Arboria Early Access Review



Arboria is a 3D roguelite, ARPG currently in Early Access on Steam.

You play a Yotun (jötunn?..basically a Troll) who must venture into a procedurally

generated dungeon with the aim of healing the "Father Tree" thus restoring the power of your tribe.

As with all dungeon crawlers and roguelites you will find a variety of handy tools and weapon upgrades to overcome challenges. You can also find material to upgrade your Symbiotic Weapons via mutation and become even stronger.


Your Troll will die, but its legacy lives on in the next Jotun iteration you spawn to send into the next Dungeon.


Sounds a good premise, but how does the game measure up to the synopsis?


Quite honestly, not very well...



This is an Early Access Review and the game does show promise but it stumbles into the pitfall that swallows up far too many Steam EA releases.

It simply isn't ready for release, even EA.


It's a worrying trend on Steam and one that negatively impacts so many releases. For whatever reasons.... publisher pressure, shortsightedness, overconfidence, laziness, greed.... titles are pushed out into paid early access before they should be.


While I completely understand and support the premise of EA there is a big difference between closed beta and EA.

- LISTED ENTRIES
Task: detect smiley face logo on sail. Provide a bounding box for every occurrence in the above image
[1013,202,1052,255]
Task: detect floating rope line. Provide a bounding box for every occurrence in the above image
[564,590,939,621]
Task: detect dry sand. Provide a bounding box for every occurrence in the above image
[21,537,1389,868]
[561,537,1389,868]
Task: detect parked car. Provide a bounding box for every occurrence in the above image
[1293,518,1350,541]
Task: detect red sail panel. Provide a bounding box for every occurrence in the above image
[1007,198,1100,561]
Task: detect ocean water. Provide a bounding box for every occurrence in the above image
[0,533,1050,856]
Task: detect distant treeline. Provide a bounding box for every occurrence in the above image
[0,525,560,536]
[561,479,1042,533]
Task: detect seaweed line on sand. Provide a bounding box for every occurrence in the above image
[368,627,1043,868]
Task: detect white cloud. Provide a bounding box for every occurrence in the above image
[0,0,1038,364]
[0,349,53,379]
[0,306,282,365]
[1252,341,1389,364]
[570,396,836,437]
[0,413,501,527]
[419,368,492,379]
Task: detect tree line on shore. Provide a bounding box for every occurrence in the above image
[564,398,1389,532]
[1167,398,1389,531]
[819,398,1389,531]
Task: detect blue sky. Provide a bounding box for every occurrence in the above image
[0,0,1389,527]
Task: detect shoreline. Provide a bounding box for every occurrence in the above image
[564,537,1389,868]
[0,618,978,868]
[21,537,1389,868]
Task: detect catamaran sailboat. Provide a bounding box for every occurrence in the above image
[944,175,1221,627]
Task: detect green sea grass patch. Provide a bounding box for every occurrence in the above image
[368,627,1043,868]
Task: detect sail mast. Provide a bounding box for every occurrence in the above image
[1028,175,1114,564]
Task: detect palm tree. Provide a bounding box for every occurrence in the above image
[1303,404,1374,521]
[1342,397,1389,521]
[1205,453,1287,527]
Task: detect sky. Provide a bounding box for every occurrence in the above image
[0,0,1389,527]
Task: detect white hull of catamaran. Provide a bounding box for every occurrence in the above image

- TASK INSTRUCTIONS
1. According to the Arboria review, what is the player's aim in venturing into the dungeon?
2. Reproduce the Arboria review verbatim, everything from "Arboria Early Access" down to "become even stronger.".

- WRITTEN RESPONSES
1. To heal the "Father Tree" and so restore the power of the tribe.

2.
Arboria Early Access Review



Arboria is a 3D roguelite, ARPG currently in Early Access on Steam.

You play a Yotun (jötunn?..basically a Troll) who must venture into a procedurally

generated dungeon with the aim of healing the "Father Tree" thus restoring the power of your tribe.

As with all dungeon crawlers and roguelites you will find a variety of handy tools and weapon upgrades to overcome challenges. You can also find material to upgrade your Symbiotic Weapons via mutation and become even stronger.